– Михаил Филиппович, что вы… Конечно. Извините за мой звонок. Я не знал. Примите мои самые искренние сочувствия. Извините…
– Да, да, конечно.
И он тоже зачем-то извинился. Так мы и завершили разговор. Не мог же я лезть со своей работой, со своей рукописью.
Положил трубку и долго сидел без движения. В голове не укладывалось. Как же так, молодой парень, да какой! Прекрасный офицер, специалист прекрасный своего дела. А как человек – просто замечательный.
Произошла та самая трагическая история, о которой говорится в предыдущей главе.
Остаётся добавить, как же всё-таки удалось завершить книгу в такое трудное для Михаила Филипповича время.
Я даже не сразу подумал о том, что работа над книгой срывается. Как же теперь можно приставать к Гулякину с продолжением работы. Это, по меньшей мере, бестактно. Что сказать главному редактору издательства? Я же заявил, что рукопись в основном готова и нужно месяца два на шлифовку. А сдавать нечего.
Долго думал, как поступить. А потом сел и стал писать дальше, писать, многое дополняя, домысливая, ведь Михаил Филиппович столько рассказывал о своей службе. И ведь рассказывал так, словно книгу писал – эпизоды не приводил похожие, а приводил новые, как бы развивающие тему. Таким образом, мне была уже известна общая канва, известны имена многих сослуживцев Гулякина. Ну и примерно представлял уже обстановку в медсанбате.
Напечатал на машинке с полсотни страниц. Ну и поскольку прошло уже немного времени, позвонил Гулякину.
– Михаил Филиппович, это снова я, извините… Работу я продолжаю – иначе просто книги не будет. А все говорят – что книга о вас нужна не только нам с вами. Разрешите я вам принесу несколько готовых глав, а вы, если будет минутка, просто посмотрите по диагонали?
Он ответил не сразу.
– Ещё раз извините. Я все ваши рассказы учёл, но нужно бы посмотреть. Издательство торопит.
– Хорошо, Коля, принеси.
Я пришёл в назначенное время, постучал в дверь, но она была закрыта и, решив, что Михаил Филиппович где-то в отделении или на консилиуме, решил ждать. Всё-таки, даже лучше, если поймаю его после каких-то рабочих дел – иное настроение. Долго сидел. Уже близился конец рабочего дня, а он, как я помнил, подчинённых без необходимости в их личное время не занимал.
И вдруг дверь открылась и на пороге появился Михаил Филиппович. Как же он изменился и осунулся за эти дни! Увидев меня, вскочившего с кресла, он пошёл на встречу, мы обнялись и он, взял рукопись, сказав:
– Извини, Коля, у меня люди, я немножко занят.
Какие уж там люди!? Он просто не знал, что я перед кабинетом уже не один час – закрылся наедине со своим тяжёлым горем.
Заметил новое… От него сильно пахло куревом, да и из кабинета вырывались клубы… А ведь каким он ярым противником курения был. Как-то так получилось, что темы курения мы никогда не касались, и я даже не знал, курил ли он на фронте.
Мы попрощались, и он сказал, что позвонит мне сам, но не обещал позвонить скоро.
****************************************
Задания:
1. Ответьте по отрывку:
(a) Сколько времени, по заявлению рассказчика главному редактору, требовалось на шлифовку рукописи?
(b) Сколько страниц рассказчик напечатал на машинке, прежде чем снова позвонить Гулякину?
(c) Чем сильно пахло от Михаила Филипповича?
2. Выведите без изменений участок записей от строки, содержащей «Q: Point to every instance of the long», до конца записей включительно.
Отрывок и записи между собой не связаны.

[Фрагменты данных точечной разметки]
****************************************
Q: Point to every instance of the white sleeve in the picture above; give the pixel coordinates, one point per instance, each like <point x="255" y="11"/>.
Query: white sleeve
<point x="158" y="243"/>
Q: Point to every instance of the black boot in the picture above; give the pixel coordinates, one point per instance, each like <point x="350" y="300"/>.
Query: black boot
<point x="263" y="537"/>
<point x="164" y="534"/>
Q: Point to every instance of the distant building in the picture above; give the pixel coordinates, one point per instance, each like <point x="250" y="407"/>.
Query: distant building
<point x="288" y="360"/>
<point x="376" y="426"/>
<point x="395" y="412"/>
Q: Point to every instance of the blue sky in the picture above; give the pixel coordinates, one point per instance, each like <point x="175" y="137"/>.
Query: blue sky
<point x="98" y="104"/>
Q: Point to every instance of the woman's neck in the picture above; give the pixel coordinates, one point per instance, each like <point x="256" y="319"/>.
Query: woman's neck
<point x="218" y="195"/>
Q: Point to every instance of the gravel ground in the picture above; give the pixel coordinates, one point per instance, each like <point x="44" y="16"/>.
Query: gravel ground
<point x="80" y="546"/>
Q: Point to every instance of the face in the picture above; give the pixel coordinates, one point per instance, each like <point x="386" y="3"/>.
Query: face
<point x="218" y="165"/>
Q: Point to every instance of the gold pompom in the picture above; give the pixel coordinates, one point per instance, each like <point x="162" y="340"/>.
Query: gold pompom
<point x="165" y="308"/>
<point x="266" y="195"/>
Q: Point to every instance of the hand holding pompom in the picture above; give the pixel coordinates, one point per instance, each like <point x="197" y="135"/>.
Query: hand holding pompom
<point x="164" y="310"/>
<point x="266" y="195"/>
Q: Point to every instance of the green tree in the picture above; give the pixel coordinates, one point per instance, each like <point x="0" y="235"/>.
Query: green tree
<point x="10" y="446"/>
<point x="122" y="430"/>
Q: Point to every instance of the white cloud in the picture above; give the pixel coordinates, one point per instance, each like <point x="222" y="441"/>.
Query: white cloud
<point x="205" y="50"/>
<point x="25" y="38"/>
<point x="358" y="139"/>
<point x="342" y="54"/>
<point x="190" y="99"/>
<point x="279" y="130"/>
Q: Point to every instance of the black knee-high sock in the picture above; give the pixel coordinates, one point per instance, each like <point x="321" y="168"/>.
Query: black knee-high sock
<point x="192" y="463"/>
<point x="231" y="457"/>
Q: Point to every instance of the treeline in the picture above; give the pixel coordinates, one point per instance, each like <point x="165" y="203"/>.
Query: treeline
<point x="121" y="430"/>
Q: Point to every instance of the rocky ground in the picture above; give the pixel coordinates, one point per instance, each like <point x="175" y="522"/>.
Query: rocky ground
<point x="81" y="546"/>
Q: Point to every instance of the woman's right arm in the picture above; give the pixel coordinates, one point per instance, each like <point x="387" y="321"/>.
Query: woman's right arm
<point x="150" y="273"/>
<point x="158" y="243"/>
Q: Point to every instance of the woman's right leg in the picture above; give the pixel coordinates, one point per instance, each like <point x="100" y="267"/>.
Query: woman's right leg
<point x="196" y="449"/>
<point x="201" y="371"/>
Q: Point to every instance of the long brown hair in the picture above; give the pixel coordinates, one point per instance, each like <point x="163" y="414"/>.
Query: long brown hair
****************************************
Ответы:
1.
(a) Месяца два.
(b) С полсотни страниц.
(c) Куревом.

2.
Q: Point to every instance of the long brown hair in the picture above; give the pixel coordinates, one point per instance, each like <point x="163" y="414"/>.
Query: long brown hair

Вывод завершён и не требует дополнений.